**Try it:** Please return the material exactly; leave no entry out.

**Records shown:**
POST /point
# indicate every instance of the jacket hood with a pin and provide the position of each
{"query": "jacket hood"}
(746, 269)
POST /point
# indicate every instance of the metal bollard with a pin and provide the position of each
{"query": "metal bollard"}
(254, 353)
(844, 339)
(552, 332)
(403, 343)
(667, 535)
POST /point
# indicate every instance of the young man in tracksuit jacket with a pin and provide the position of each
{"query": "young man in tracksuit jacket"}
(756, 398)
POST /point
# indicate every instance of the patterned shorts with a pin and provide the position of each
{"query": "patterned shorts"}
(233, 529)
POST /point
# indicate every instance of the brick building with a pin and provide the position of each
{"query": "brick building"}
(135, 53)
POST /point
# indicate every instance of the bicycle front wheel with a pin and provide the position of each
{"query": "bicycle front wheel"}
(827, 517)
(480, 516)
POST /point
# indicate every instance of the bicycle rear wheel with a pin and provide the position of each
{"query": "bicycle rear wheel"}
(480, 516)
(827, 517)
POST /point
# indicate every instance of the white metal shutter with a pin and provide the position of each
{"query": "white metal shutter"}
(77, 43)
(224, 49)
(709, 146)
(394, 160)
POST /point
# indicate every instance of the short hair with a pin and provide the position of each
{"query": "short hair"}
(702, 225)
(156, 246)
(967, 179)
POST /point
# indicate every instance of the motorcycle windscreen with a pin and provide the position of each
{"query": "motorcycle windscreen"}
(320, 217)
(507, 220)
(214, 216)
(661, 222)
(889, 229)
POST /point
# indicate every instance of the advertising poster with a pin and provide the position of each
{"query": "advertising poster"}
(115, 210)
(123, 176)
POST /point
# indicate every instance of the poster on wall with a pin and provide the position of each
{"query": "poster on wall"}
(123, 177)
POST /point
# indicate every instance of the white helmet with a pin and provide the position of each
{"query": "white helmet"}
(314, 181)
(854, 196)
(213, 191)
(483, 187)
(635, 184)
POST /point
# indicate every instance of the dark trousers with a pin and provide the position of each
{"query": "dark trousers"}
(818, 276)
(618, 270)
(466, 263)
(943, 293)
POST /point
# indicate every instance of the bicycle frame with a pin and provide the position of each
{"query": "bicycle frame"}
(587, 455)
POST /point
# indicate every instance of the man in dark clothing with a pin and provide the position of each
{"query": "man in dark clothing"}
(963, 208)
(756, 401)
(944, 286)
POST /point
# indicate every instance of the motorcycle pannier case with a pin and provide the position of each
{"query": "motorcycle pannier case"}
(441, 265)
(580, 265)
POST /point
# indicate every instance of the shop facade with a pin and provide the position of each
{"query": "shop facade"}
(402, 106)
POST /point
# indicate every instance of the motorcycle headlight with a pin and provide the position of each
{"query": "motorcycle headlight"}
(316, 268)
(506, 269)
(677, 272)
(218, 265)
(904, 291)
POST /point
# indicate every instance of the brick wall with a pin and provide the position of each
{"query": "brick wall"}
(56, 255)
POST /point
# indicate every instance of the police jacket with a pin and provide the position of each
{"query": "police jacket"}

**Task solution:**
POST /point
# indicate every instance of the jacket hood with a pin and provide the position of each
{"query": "jacket hood"}
(746, 269)
POST /point
# indicate every instance of the metal bollard with a pin and provide the position of each
{"query": "metal bollard"}
(254, 353)
(844, 339)
(552, 332)
(403, 343)
(667, 535)
POST /point
# indicate every instance of the young man in tracksuit jacket with a pin and provide the position of each
{"query": "young man in tracksuit jacket"}
(756, 398)
POST /point
# indicate every instance of the patterned shorts with a pin and provide the position of each
{"query": "patterned shorts"}
(233, 529)
POST /point
# indicate every instance of the brick building with a pin and provide the position of each
{"query": "brick building"}
(135, 53)
POST /point
# indicate every instance of the bicycle front wheel with a pin and provide the position of each
{"query": "bicycle front wheel"}
(827, 517)
(480, 516)
POST /point
# indicate every instance of the bicycle rear wheel with a pin and provide the position of each
{"query": "bicycle rear wheel"}
(480, 516)
(827, 517)
POST /point
# indicate every instance of the white metal shutter with a pin and provide the position of each
{"query": "white metal shutter"}
(77, 43)
(224, 49)
(709, 146)
(394, 160)
POST /point
# indicate every instance of the short hair with a pin and provide the position of each
{"query": "short hair"}
(702, 225)
(156, 246)
(967, 179)
POST /point
# indicate every instance of the motorcycle windscreen with a pin and provide the position of each
{"query": "motorcycle windscreen"}
(320, 217)
(507, 220)
(214, 216)
(661, 222)
(889, 229)
POST /point
# indicate every instance of the advertising poster with a pin and provide the position of each
{"query": "advertising poster"}
(115, 210)
(123, 176)
POST /point
# indicate every instance of the poster on wall with a pin and provide the position of each
{"query": "poster on wall"}
(123, 177)
POST /point
# indicate every instance of the white helmet with a pin and provide the position of each
{"query": "white helmet"}
(314, 181)
(854, 196)
(213, 191)
(483, 187)
(635, 184)
POST /point
# indicate every instance of the dark trousers with a pin and provide the position of each
{"query": "dark trousers"}
(818, 276)
(618, 270)
(466, 263)
(943, 293)
POST /point
# indicate every instance of the bicycle frame with a pin and provide the position of each
{"query": "bicycle frame"}
(587, 455)
POST /point
# indicate every instance of the man in dark clothing with a pin and provide the position of each
{"query": "man in dark clothing"}
(963, 208)
(756, 401)
(944, 286)
POST /point
# indicate every instance of the motorcycle pannier case with a pin and provide the position of each
{"query": "motorcycle pannier case"}
(441, 265)
(580, 265)
POST /point
# indicate every instance of the shop facade with a pin and provide the position of each
{"query": "shop facade"}
(402, 106)
POST /point
# indicate every instance of the motorcycle headlight with a pin and provide the position of each
{"query": "motorcycle headlight"}
(316, 268)
(506, 269)
(677, 272)
(218, 265)
(904, 291)
POST /point
# indicate every instance of the brick wall with a pin and provide the position of each
{"query": "brick wall"}
(56, 255)
POST /point
# indicate every instance of the police jacket with a pin and provide the position of each
{"query": "police jacket"}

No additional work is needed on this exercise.